PROVIDED TEXT Block Start

As the Hollywood guild of actors and writers continues to strike, several authors have joined the movement against Artificial Intelligence with a lawsuit of their own. Seventeen authors, including George R. R. Martin, John Grisham, and Jodi Picoult, have filed a lawsuit against OpenAI for ‘systematic theft on a mass scale.’ They are referring to the use of their books as training material for their AI — ChatGPT.
According to the complaint, the authors’ works have been used as fodder to train the AI. This is proven by the fact that it is able to accurately give summaries of the authors’ various works. There is also speculation that the AI has come up with an unauthorized and unofficial prequel to the Game of Thrones series, i.e., The Song of Ice and Fire. The detailed outline of the prequel is supposedly called A Dawn of Direwolves.
These issues together have led the authors to file a lawsuit demanding compensation. This lawsuit is the recentmost addition to the series of complaints artists have filed against AI companies in the last few years. For example, Margaret Atwood and Philip Pulman wrote a letter demanding compensation.

PROVIDED TEXT Block End
SOURCE DATA Block Start

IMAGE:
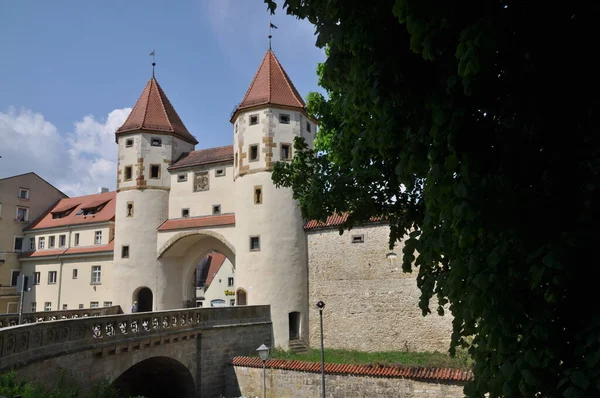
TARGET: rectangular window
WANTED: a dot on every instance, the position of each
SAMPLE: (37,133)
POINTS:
(23,193)
(96,274)
(286,152)
(254,243)
(358,238)
(14,277)
(284,118)
(253,152)
(155,171)
(156,141)
(18,245)
(22,214)
(258,194)
(128,173)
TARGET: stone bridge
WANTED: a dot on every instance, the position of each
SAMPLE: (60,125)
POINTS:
(177,353)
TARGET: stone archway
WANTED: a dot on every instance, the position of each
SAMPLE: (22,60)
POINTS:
(156,377)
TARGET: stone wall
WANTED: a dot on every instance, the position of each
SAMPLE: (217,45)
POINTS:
(247,382)
(371,305)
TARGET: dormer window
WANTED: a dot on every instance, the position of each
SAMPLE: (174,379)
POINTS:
(155,141)
(284,118)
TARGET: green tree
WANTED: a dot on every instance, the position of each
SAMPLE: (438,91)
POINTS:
(470,127)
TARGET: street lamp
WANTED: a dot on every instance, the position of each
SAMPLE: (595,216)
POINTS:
(263,353)
(320,306)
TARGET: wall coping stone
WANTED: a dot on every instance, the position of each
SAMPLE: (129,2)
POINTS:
(397,371)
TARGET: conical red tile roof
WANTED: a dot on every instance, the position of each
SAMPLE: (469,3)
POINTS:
(154,112)
(271,85)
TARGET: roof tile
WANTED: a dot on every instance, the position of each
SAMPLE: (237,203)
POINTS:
(153,112)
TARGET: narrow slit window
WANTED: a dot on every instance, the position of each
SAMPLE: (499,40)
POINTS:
(253,152)
(257,195)
(154,171)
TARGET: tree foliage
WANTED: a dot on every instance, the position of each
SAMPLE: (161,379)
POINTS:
(470,126)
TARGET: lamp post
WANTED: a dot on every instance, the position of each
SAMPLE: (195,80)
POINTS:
(320,306)
(263,353)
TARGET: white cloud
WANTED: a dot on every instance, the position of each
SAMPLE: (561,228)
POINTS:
(77,162)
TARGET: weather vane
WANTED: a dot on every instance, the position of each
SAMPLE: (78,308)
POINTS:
(271,26)
(153,55)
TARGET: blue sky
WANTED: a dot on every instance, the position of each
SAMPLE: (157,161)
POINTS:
(70,71)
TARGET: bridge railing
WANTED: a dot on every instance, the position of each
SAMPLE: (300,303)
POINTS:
(23,344)
(45,316)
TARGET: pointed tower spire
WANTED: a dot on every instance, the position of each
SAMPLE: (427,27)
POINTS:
(271,85)
(153,112)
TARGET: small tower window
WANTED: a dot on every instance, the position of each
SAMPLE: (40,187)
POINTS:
(129,209)
(128,172)
(155,171)
(253,152)
(286,153)
(155,141)
(254,243)
(284,118)
(257,195)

SOURCE DATA Block End

**TASK 1**
Write out the passage of the article on the authors' lawsuit against OpenAI, everything from "According to the" down to "Dawn of Direwolves.".
**TASK 2**
Using the article on the authors' lawsuit against OpenAI, state whether each statement agrees with it: (a) Seventeen authors filed the lawsuit. (b) The outline of the unofficial prequel is said to be called A Dawn of Direwolves. (c) Margaret Atwood and Philip Pulman filed a lawsuit against OpenAI. Answer yes or no for each, quoting the deciding words.
**TASK 3**
Carry on the article about the authors' lawsuit against OpenAI from the point at which it stops.
The material placed after the article on the authors' lawsuit against OpenAI is separate from that article.

**ANSWER BOX 1**
According to the complaint, the authors’ works have been used as fodder to train the AI. This is proven by the fact that it is able to accurately give summaries of the authors’ various works. There is also speculation that the AI has come up with an unauthorized and unofficial prequel to the Game of Thrones series, i.e., The Song of Ice and Fire. The detailed outline of the prequel is supposedly called A Dawn of Direwolves.

**ANSWER BOX 2**
(a) Yes: "Seventeen authors, including George R. R. Martin, John Grisham, and Jodi Picoult, have filed a lawsuit against OpenAI"
(b) Yes: "The detailed outline of the prequel is supposedly called A Dawn of Direwolves."
(c) No: "Margaret Atwood and Philip Pulman wrote a letter demanding compensation."

**ANSWER BOX 3**
The Lawsuit and Letters May Indicate a Deeper Problem
While violation of the authors’ copyright is a serious concern on its own, the case also highlights further instances of AI replacing human-created content. In the long run, Artificial Intelligence could completely replace humans in the creative arts.
This is, thus, not a copyright issue. It is the fear that AI is displacing humans. When it comes to art, which is considered so essentially human, AI replacing artists could create not just an economic or professional crisis but an existential dilemma.
If ChatGPT can take George R. R. Martin’s books, learn from them, and create page-turners set in Westeros, what’s to stop it from creating entire literary universes all on its own? And if it does succeed at that, what would it mean for artists and media creators? Currently, Amazon’s virtual shelves are being filled with books self-published by “authors” providing text prompts to these AI bots and having them spit out literary works at a speed no human can hope to compete with.
A copyright lawsuit and open letter, thus, may not cut it at this point, unfortunately enough. What is required is systematic change and intervention at a parliamentary level. New copyright laws and other litigation would need to be created, defining the standards and rules of a literary and artistic world.
What it Means for Now
For writers — whether they write novels or content — Artificial Intelligence is being seen as a job killer. It could mean mass-scale layoffs across sectors as everything from web copy to professional reports starts getting created by AI.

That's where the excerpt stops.